▶ [TASK] Everything from the line holding "Spot the white tv" through the last line below must be repeated exactly, and nothing else.

==== DATA FOR REVIEW ====

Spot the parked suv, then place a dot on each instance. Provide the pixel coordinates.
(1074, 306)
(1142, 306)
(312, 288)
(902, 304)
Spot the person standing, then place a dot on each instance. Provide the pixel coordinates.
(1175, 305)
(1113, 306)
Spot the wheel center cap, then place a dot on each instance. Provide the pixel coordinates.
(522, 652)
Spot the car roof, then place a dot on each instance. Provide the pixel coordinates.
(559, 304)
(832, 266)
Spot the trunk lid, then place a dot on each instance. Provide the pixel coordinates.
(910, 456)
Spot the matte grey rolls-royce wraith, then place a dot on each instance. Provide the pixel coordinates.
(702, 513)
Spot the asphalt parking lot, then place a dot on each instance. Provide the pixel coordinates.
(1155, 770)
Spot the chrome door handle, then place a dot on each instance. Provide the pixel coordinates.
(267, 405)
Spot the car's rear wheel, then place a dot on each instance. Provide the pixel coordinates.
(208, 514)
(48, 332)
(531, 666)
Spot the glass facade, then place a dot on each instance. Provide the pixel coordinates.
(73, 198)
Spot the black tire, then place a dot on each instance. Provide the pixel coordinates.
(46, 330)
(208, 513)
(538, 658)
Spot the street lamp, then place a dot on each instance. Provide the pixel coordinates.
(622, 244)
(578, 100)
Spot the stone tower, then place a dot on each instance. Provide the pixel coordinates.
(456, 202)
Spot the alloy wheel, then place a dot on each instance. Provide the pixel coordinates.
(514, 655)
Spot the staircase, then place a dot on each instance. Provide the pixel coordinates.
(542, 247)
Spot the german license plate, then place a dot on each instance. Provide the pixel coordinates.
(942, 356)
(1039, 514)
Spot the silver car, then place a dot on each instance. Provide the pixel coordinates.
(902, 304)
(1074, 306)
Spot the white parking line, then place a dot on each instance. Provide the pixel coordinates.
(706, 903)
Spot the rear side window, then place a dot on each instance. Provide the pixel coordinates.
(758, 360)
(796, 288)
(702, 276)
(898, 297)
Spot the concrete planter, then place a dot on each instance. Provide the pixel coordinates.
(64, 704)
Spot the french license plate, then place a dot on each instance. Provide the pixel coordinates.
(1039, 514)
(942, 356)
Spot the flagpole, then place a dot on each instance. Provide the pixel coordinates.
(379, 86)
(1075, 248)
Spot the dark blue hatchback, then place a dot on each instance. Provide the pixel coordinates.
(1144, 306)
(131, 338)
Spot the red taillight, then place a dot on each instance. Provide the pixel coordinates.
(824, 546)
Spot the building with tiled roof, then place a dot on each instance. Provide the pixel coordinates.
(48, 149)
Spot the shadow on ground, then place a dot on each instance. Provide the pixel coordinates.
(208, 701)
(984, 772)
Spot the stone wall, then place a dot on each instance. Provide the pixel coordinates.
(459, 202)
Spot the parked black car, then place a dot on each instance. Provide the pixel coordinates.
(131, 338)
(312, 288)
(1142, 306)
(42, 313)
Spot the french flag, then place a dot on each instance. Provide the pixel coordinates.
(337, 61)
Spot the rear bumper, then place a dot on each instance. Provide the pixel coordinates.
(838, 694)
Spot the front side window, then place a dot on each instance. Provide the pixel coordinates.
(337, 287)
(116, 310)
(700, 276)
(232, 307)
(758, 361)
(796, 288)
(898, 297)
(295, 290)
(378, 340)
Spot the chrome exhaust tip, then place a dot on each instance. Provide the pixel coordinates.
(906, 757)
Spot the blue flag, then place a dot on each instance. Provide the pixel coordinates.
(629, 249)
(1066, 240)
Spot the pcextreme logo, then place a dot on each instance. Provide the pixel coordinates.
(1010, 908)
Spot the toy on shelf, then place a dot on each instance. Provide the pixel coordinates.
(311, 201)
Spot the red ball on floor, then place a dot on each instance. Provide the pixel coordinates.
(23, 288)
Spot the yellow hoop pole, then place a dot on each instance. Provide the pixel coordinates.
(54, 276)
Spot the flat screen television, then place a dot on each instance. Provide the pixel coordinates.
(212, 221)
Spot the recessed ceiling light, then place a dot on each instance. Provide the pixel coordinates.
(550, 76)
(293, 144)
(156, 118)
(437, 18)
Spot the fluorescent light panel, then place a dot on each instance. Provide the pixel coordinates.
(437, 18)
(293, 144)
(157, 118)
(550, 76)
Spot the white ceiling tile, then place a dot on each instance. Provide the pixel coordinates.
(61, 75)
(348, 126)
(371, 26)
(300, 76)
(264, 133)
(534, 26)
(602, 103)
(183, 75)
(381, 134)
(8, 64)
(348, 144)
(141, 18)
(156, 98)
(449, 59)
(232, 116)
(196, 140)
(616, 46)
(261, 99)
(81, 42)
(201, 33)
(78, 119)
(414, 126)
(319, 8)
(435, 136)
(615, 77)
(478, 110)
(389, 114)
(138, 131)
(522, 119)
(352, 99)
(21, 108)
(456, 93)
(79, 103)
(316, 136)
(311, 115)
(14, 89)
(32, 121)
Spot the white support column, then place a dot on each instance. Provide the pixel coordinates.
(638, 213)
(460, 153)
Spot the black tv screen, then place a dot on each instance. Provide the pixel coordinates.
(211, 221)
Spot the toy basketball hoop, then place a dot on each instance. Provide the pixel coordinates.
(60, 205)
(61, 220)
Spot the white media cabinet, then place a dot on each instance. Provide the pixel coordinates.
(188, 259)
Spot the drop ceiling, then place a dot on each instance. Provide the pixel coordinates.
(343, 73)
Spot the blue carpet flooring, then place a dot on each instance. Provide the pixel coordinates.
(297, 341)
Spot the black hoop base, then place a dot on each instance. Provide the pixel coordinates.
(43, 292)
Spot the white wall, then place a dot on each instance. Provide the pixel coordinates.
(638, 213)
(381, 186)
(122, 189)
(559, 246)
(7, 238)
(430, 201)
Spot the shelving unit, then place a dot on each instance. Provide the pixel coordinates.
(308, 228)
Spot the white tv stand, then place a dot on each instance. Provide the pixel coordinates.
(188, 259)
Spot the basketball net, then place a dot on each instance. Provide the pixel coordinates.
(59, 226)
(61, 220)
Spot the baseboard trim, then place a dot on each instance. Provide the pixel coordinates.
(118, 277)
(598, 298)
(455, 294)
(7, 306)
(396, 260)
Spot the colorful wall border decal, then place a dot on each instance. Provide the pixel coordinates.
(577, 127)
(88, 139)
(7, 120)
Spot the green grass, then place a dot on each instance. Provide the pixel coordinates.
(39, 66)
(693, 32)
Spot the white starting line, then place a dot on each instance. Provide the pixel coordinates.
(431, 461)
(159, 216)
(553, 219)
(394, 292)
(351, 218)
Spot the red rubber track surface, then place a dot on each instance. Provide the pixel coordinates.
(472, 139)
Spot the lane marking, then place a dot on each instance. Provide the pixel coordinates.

====

▶ [ANSWER BOX]
Spot the white tv stand, then place a dot on each instance. Provide the pixel coordinates.
(188, 259)
Spot the basketball net, then place a dot on each instance. Provide the pixel coordinates.
(59, 226)
(61, 220)
Spot the baseboard trim, then place a dot on each instance. Provide the pixel coordinates.
(118, 277)
(598, 298)
(455, 294)
(7, 306)
(396, 260)
Spot the colorful wall border decal, then place a dot on each instance. Provide the pixel coordinates.
(577, 127)
(88, 139)
(7, 120)
Spot the green grass, then place a dot on each instance. Provide the pixel coordinates.
(39, 66)
(693, 32)
Spot the white starting line, then place a dot on each instance. Provide the pixel coordinates.
(431, 461)
(159, 216)
(553, 219)
(394, 292)
(351, 218)
Spot the red rubber track surface, then place a dot on each instance. Provide the pixel coordinates.
(472, 139)
Spot the lane marking, then place a dot on each instance. Provide the pixel coordinates.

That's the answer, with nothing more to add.